— ОТРЫВОК ДЛЯ ЧТЕНИЯ —

Октябрь в Нью-Йорке очень хорош. Воздух, подсохший после давящего жарой и влажностью сентября, свеж и прозрачен, ветерок продувает прямые как линейка манхэттенские улицы, на небе легкие облака… А Центральный парк, в десяти минутах ходьбы от советского представительства при ООН, хорош в любую погоду.
После отъезда руководства всё как-то успокоилось, работы у переводчиков делегации стало раза в два меньше. Мы с Шурой Журавлевым «выпускали тексты», превращавшиеся в пресс-релизы представительства, ходили по делам и просто так в хорошо знакомое по прежней работе здание ООН на 42-й улице, общались с коллегами. Кино, музеи, книжный магазин Barnes and Noble и многочисленные другие возможности (в том числе, например, послушать, как Вуди Аллен играет на кларнете в Michael’s Pub на 55-й улице) довершали приятную картину.
В газетах много писали о подготовке первого за шесть лет советско-американского саммита в Женеве. Необходимость в нем, как говорится, назрела. Как не очень дипломатично говорил потом Рейган, он давно хотел встретиться с советским лидером, но они один за другим умирали (I was ready to meet but they kept dying on me).
Сегодня это может показаться странным, но в США было немало влиятельных людей, как внутри администрации, так и вне ее, которые были против проведения саммита. Об их аргументах можно составить себе представление из статьи, основанной на высказываниях Збигнева Бжезинского, упрекающего Рональда Рейгана в том, что он слишком уж рвется встретиться с Горбачевым (который «полностью соответствует формуле КГБ») и чуть ли не унижается перед советским генсеком. В ретроспективе такие аргументы и намеки на «мягкотелость Рейгана» выглядят, я бы сказал, несколько комично. Внутри администрации противником встречи был министр обороны Уайнбергер, но Рейган «мягко, но твердо» отклонил его непримиримую позицию: «Это не наш путь». (“We won’t go that way”).
Я, насколько позволял доступ к информации, следил за всем этим с большим интересом, но не ожидал, что окажусь в Женеве. Мое непосредственное начальство дало мне понять, что на женевский саммит я «не планируюсь» и останусь до конца сессии в Нью-Йорке. Значит, так тому и быть, решил я.
Но по каким-то причинам более высокое начальство решило по-своему, и числа, кажется, 12 ноября в представительство СССР при ООН в Нью-Йорке пришла телеграмма с распоряжением купить билет (как выяснилось потом, бизнес-класса) в Женеву и отправить меня туда как можно скорее. Правда, мой отлет несколько задержался по довольно странной причине: консульская группа представительства почему-то решила, что меня пустят в Женеву по дипломатическому паспорту без визы, а когда наконец выяснили, что виза нужна, пришлось оформлять ее в спешном порядке, а это дело довольно нервное. Но на самолет я успел. Это был мой первый саммит.

— ИСХОДНЫЕ ДАННЫЕ —
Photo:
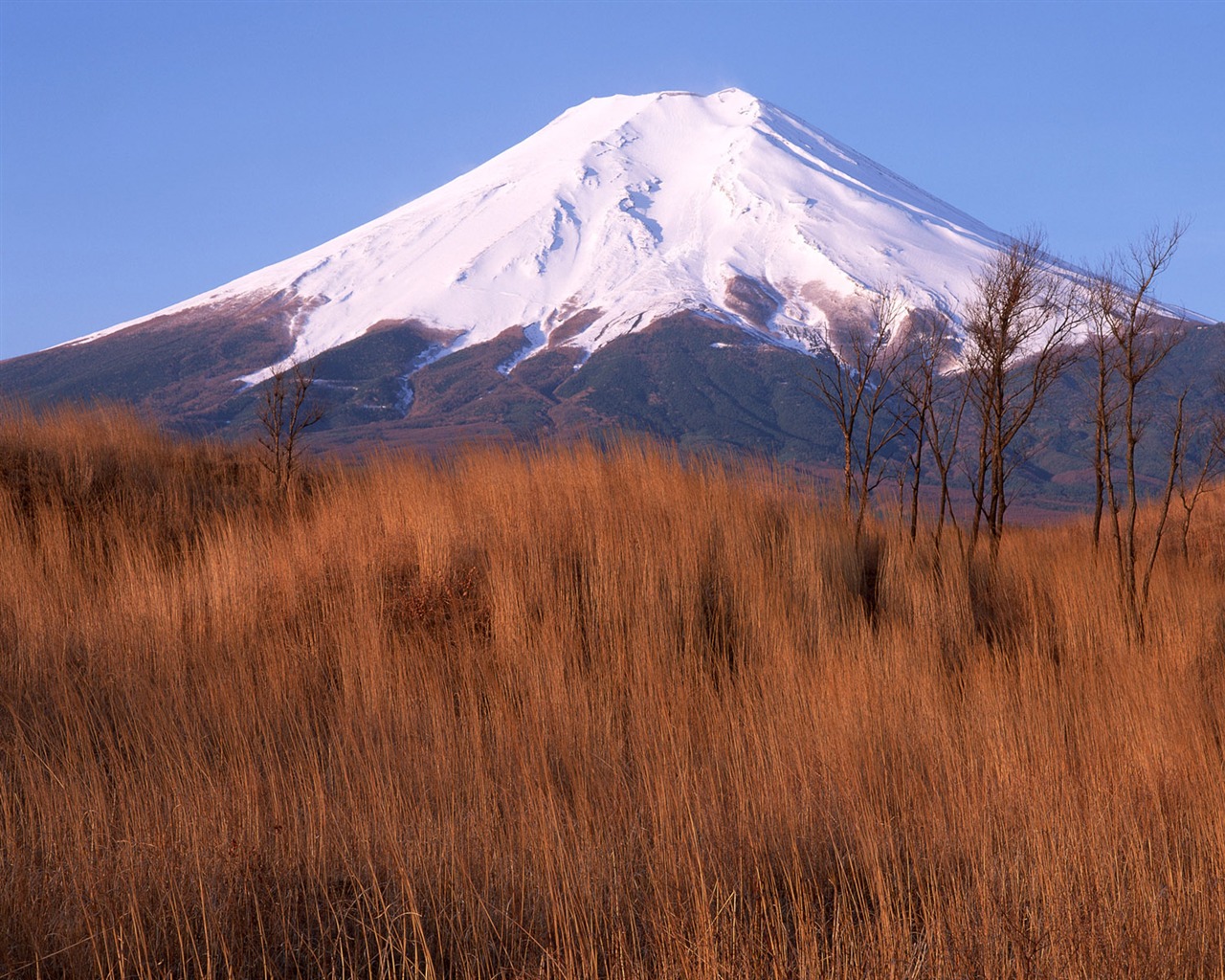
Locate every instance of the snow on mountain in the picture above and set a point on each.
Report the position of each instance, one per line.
(634, 207)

— ЧТО СДЕЛАТЬ —
A. Выведите без изменений часть отрывка о женевском саммите, которая открывается словами, содержащими "Октябрь в Нью-Йорке", и завершается словами "довершали приятную картину.".
B. Сократите абзац отрывка о женевском саммите, начинающийся словами «Сегодня это может показаться странным». Главные факты должны остаться.

— ОТВЕТЫ ПО ЗАДАНИЯМ —
A.
Октябрь в Нью-Йорке очень хорош. Воздух, подсохший после давящего жарой и влажностью сентября, свеж и прозрачен, ветерок продувает прямые как линейка манхэттенские улицы, на небе легкие облака… А Центральный парк, в десяти минутах ходьбы от советского представительства при ООН, хорош в любую погоду.
После отъезда руководства всё как-то успокоилось, работы у переводчиков делегации стало раза в два меньше. Мы с Шурой Журавлевым «выпускали тексты», превращавшиеся в пресс-релизы представительства, ходили по делам и просто так в хорошо знакомое по прежней работе здание ООН на 42-й улице, общались с коллегами. Кино, музеи, книжный магазин Barnes and Noble и многочисленные другие возможности (в том числе, например, послушать, как Вуди Аллен играет на кларнете в Michael’s Pub на 55-й улице) довершали приятную картину.

B. В США немало влиятельных людей, в администрации и вне ее, были против саммита. Збигнев Бжезинский упрекал Рейгана в том, что тот слишком рвется встретиться с Горбачевым и чуть ли не унижается перед советским генсеком. Сегодня такие доводы кажутся автору несколько комичными. Внутри администрации встрече противился министр обороны Уайнбергер, но Рейган «мягко, но твердо» отклонил его позицию словами «Это не наш путь».